- _TASK BRIEF_
Please convert each line of the listing below into a numbered list, skipping blank lines and leaving the pictures out.

** START GIVEN RECORDS **

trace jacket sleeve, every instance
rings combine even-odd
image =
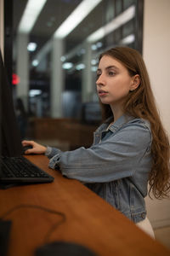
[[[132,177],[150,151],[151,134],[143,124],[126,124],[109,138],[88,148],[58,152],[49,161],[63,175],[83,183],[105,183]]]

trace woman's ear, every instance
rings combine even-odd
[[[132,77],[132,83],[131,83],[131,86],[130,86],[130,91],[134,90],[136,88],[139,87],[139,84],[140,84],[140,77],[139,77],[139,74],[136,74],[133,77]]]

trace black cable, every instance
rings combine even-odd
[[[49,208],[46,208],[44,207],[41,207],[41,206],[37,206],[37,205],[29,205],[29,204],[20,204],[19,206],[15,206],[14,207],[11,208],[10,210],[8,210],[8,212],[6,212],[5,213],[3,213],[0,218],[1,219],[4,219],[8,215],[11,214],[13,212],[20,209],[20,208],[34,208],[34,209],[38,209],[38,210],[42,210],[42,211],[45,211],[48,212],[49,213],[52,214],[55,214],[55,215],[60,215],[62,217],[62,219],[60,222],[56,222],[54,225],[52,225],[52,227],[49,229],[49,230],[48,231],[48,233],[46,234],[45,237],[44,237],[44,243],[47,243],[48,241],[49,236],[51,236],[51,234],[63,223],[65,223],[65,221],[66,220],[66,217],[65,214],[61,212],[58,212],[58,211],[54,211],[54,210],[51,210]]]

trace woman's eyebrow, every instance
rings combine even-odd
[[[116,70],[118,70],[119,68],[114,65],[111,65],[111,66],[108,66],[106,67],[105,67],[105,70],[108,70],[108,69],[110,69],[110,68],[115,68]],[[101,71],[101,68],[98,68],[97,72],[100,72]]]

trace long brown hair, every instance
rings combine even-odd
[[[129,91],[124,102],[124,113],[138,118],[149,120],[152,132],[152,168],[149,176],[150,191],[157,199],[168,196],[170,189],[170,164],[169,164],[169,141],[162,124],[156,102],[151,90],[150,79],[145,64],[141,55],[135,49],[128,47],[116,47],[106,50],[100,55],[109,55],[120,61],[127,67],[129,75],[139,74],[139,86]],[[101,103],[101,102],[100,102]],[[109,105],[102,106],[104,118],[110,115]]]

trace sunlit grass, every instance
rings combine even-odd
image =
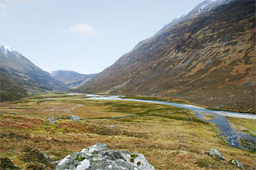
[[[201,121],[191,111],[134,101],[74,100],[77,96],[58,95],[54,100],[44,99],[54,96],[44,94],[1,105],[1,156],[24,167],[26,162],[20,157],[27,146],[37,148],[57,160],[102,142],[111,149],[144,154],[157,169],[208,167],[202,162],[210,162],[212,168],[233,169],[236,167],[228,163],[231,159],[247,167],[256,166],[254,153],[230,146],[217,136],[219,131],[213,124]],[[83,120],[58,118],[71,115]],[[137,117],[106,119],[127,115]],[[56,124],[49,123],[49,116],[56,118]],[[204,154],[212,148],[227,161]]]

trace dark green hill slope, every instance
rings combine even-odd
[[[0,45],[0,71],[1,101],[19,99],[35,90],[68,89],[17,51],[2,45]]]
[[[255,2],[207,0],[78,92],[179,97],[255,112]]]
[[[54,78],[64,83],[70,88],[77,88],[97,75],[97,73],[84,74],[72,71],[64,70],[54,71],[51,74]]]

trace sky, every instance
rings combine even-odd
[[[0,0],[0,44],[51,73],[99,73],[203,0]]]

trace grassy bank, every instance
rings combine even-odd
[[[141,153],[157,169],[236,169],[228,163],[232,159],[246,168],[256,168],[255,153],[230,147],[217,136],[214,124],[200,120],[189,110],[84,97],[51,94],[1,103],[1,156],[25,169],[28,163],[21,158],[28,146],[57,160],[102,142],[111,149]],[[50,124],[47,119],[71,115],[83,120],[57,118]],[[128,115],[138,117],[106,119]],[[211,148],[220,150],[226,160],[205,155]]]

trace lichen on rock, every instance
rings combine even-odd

** END GIVEN RECORDS **

- _SOLUTION FOR THIS EXERCISE_
1. trace jacket sleeve, every instance
2. rings combine even-odd
3. image =
4. [[[132,177],[150,151],[151,134],[143,124],[126,124],[109,138],[88,148],[58,152],[49,161],[63,175],[83,183],[105,183]]]
5. trace woman's ear, every instance
6. rings combine even-odd
7. [[[132,77],[132,83],[131,83],[131,86],[130,86],[130,91],[134,90],[136,88],[139,87],[139,84],[140,84],[140,77],[139,77],[139,74],[136,74],[133,77]]]
8. trace black cable, every instance
9. rings combine even-odd
10. [[[49,208],[46,208],[44,207],[41,207],[41,206],[37,206],[37,205],[29,205],[29,204],[20,204],[19,206],[15,206],[14,207],[11,208],[10,210],[8,210],[8,212],[6,212],[5,213],[3,213],[0,218],[1,219],[4,219],[8,215],[11,214],[13,212],[20,209],[20,208],[34,208],[34,209],[38,209],[38,210],[42,210],[42,211],[45,211],[48,212],[49,213],[52,214],[55,214],[55,215],[60,215],[62,217],[62,219],[60,222],[56,222],[54,225],[52,225],[52,227],[49,229],[49,230],[48,231],[48,233],[46,234],[45,237],[44,237],[44,243],[47,243],[48,241],[49,236],[51,236],[51,234],[63,223],[65,223],[65,221],[66,220],[66,217],[65,214],[61,212],[58,212],[58,211],[54,211],[54,210],[51,210]]]
11. trace woman's eyebrow, every instance
12. rings combine even-odd
13. [[[116,70],[118,70],[119,68],[114,65],[111,65],[111,66],[108,66],[106,67],[105,67],[105,70],[108,70],[108,69],[110,69],[110,68],[115,68]],[[101,71],[101,68],[98,68],[97,72],[100,72]]]
14. trace long brown hair, every instance
15. rings combine even-odd
16. [[[129,91],[124,102],[124,113],[138,118],[149,120],[152,132],[152,168],[149,176],[150,191],[157,199],[168,196],[170,189],[170,164],[169,164],[169,141],[162,124],[156,102],[151,90],[150,79],[145,64],[141,55],[135,49],[128,47],[116,47],[106,50],[100,55],[109,55],[120,61],[127,67],[129,75],[139,74],[139,86]],[[101,103],[101,102],[100,102]],[[109,105],[102,106],[104,118],[110,115]]]
17. trace sunlit grass, every instance
18. rings combine even-odd
19. image =
20. [[[201,121],[191,111],[134,101],[74,100],[77,96],[58,95],[54,100],[44,99],[54,96],[44,94],[1,105],[1,156],[24,167],[26,162],[20,157],[27,146],[37,148],[57,160],[102,142],[111,149],[144,154],[157,169],[208,167],[202,162],[210,162],[212,168],[233,169],[236,167],[228,163],[231,159],[247,167],[256,166],[254,153],[230,146],[217,136],[219,131],[213,124]],[[83,120],[58,118],[71,115]],[[137,117],[106,119],[127,115]],[[56,124],[49,123],[49,116],[56,118]],[[204,154],[212,148],[227,161]]]
21. trace dark green hill slope, every instance
22. rings combine even-odd
23. [[[0,45],[0,71],[1,101],[19,99],[35,90],[68,89],[17,51],[2,45]]]
24. [[[255,2],[207,0],[78,92],[179,97],[255,112]]]
25. [[[54,78],[64,83],[70,88],[77,88],[97,75],[97,73],[84,74],[72,71],[64,70],[54,71],[51,74]]]
26. trace sky, every instance
27. rings combine even-odd
28. [[[0,0],[0,44],[51,73],[99,73],[203,0]]]
29. trace grassy bank, every instance
30. rings combine even-odd
31. [[[141,153],[157,169],[236,169],[228,163],[232,159],[246,168],[256,168],[255,153],[230,147],[217,136],[214,124],[200,120],[189,110],[84,97],[51,94],[1,103],[1,156],[25,169],[28,163],[21,158],[28,146],[57,160],[102,142],[111,149]],[[50,124],[47,119],[71,115],[83,120],[57,118]],[[128,115],[138,117],[106,119]],[[211,148],[220,150],[226,160],[205,155]]]
32. trace lichen on rock, every instance
33. rings combine even-odd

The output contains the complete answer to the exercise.